Task to complete: Count the lines in the rows below that contain the string "segmentation" with the same capital and lowercase letters, and give only that number.

Records supplied:

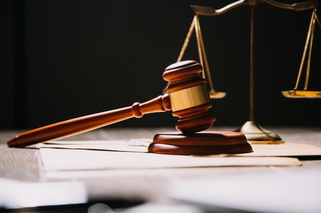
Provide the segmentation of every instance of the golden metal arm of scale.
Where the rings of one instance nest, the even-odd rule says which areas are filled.
[[[191,5],[191,8],[196,15],[214,16],[216,15],[220,15],[238,6],[242,5],[256,5],[258,3],[265,3],[279,8],[299,11],[315,8],[318,4],[319,0],[302,2],[292,4],[280,3],[273,0],[239,0],[219,9],[196,5]]]

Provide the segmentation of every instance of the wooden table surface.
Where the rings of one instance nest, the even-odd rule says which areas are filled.
[[[321,127],[271,127],[286,143],[321,146]],[[232,131],[233,127],[216,127],[213,130]],[[104,128],[62,140],[88,140],[152,138],[156,133],[172,131],[171,128]],[[142,199],[160,204],[173,203],[165,189],[173,180],[237,175],[244,172],[273,171],[273,167],[223,167],[148,170],[64,171],[47,175],[42,170],[38,150],[8,148],[6,141],[21,131],[0,131],[0,178],[35,182],[80,180],[85,183],[91,200],[122,198]],[[284,167],[279,171],[294,172],[307,169],[321,170],[321,160],[302,161],[300,167]]]

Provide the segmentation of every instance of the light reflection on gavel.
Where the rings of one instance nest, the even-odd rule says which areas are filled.
[[[202,131],[211,127],[215,116],[208,109],[212,106],[206,80],[199,74],[202,65],[195,61],[181,61],[168,66],[163,78],[169,83],[168,92],[143,103],[73,119],[22,133],[7,142],[11,147],[21,147],[87,132],[145,114],[172,110],[178,116],[176,129],[183,134]]]

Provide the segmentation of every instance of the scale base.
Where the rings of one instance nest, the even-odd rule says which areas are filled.
[[[255,122],[248,121],[236,132],[241,132],[251,144],[278,144],[284,141],[277,134],[267,130]]]
[[[245,136],[239,132],[204,131],[191,134],[180,132],[157,134],[148,152],[182,155],[208,155],[252,152]]]

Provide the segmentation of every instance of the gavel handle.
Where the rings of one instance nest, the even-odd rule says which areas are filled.
[[[87,132],[145,114],[171,109],[167,94],[141,104],[56,123],[21,133],[7,143],[10,147],[21,147]]]

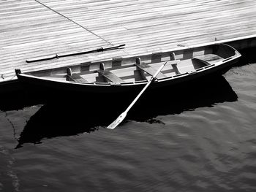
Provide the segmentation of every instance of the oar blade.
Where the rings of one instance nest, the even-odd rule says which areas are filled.
[[[116,127],[118,126],[118,125],[120,124],[121,122],[123,121],[123,120],[127,116],[127,112],[124,112],[122,114],[119,115],[119,117],[117,118],[110,125],[109,125],[107,128],[109,129],[114,129]]]

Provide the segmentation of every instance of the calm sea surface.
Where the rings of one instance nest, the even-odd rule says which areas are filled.
[[[114,130],[119,101],[3,108],[0,191],[256,191],[255,63],[146,94]]]

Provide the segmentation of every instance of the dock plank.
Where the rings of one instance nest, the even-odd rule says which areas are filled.
[[[27,72],[176,50],[216,39],[256,38],[256,1],[1,1],[0,29],[0,75],[4,76],[1,82],[12,78],[15,68]],[[121,44],[126,48],[26,62]]]

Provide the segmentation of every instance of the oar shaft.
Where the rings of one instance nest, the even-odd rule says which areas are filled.
[[[145,85],[145,87],[143,88],[143,90],[140,91],[140,93],[136,96],[136,98],[132,101],[132,102],[129,105],[129,107],[127,107],[127,109],[122,112],[122,114],[121,114],[119,115],[119,117],[117,118],[117,119],[116,119],[110,125],[109,125],[107,128],[110,128],[110,129],[113,129],[115,128],[118,125],[119,125],[119,123],[123,121],[123,120],[125,118],[125,117],[127,116],[127,114],[128,112],[128,111],[132,107],[132,106],[135,104],[135,102],[138,101],[138,99],[139,99],[139,98],[140,97],[140,96],[144,93],[144,91],[146,91],[146,89],[150,85],[150,84],[153,82],[153,80],[157,77],[157,74],[161,72],[161,70],[162,69],[162,68],[164,68],[164,66],[165,66],[165,64],[167,63],[167,61],[166,61],[163,65],[162,65],[159,69],[157,71],[157,72],[155,73],[155,74],[151,77],[151,78],[150,79],[150,80],[148,81],[148,82]]]
[[[115,50],[115,49],[118,49],[121,47],[124,47],[124,46],[125,46],[125,44],[122,44],[122,45],[120,45],[118,46],[113,46],[113,47],[107,47],[107,48],[101,47],[101,48],[92,50],[75,52],[75,53],[71,53],[55,54],[55,55],[53,55],[53,56],[45,56],[45,57],[39,57],[39,58],[35,58],[27,59],[27,60],[26,60],[26,61],[27,63],[43,61],[47,61],[47,60],[50,60],[50,59],[54,59],[54,58],[64,58],[64,57],[68,57],[68,56],[74,56],[74,55],[82,55],[82,54],[89,54],[89,53],[94,53],[94,52],[102,52],[102,51]]]
[[[132,107],[132,106],[135,104],[135,103],[138,101],[138,99],[139,99],[139,98],[140,97],[140,96],[144,93],[145,90],[147,89],[147,88],[150,85],[150,84],[155,80],[155,78],[157,77],[157,76],[158,75],[158,74],[162,71],[162,69],[165,67],[165,64],[167,63],[167,61],[166,61],[163,65],[162,65],[159,69],[157,71],[157,72],[155,73],[155,74],[151,77],[151,78],[150,79],[150,80],[148,81],[148,82],[147,83],[147,85],[146,85],[146,86],[143,88],[143,90],[140,91],[140,93],[136,96],[136,98],[132,101],[132,102],[129,105],[129,107],[127,107],[127,109],[125,110],[126,112],[127,112]]]

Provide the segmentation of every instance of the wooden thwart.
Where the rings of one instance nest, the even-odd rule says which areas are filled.
[[[203,61],[206,63],[217,62],[219,61],[222,60],[221,57],[214,54],[207,54],[207,55],[196,56],[196,57],[194,57],[193,58],[198,59],[200,61]]]
[[[179,64],[180,62],[181,62],[180,60],[173,60],[173,61],[167,61],[167,64],[170,64],[173,66],[173,69],[176,70],[178,74],[180,74],[181,72],[178,71],[177,68],[177,64]],[[151,76],[153,76],[157,71],[156,69],[151,67],[151,66],[146,64],[141,63],[140,58],[138,58],[136,59],[136,64],[135,64],[135,65],[142,71],[146,72],[147,74]],[[165,74],[164,74],[162,72],[159,72],[157,76],[157,79],[165,78],[167,76]]]
[[[68,68],[67,70],[67,77],[69,80],[75,82],[89,82],[86,80],[83,79],[78,74],[75,74],[75,73],[72,74],[70,68]]]
[[[97,72],[98,73],[99,73],[100,74],[102,74],[107,80],[108,80],[113,82],[115,82],[117,84],[125,82],[125,81],[124,81],[122,79],[119,78],[118,77],[117,77],[116,74],[114,74],[111,72],[105,69],[104,67],[104,64],[100,64],[100,69],[99,70],[97,70]]]

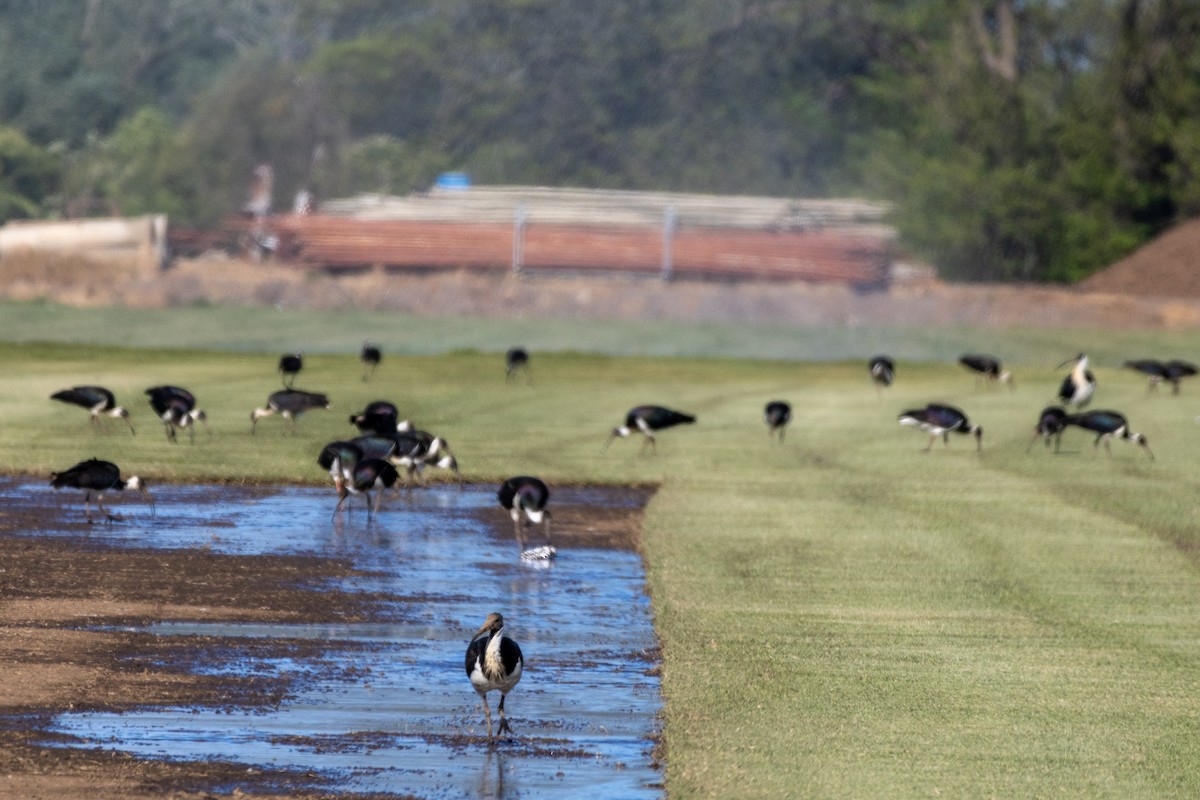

Full output: 10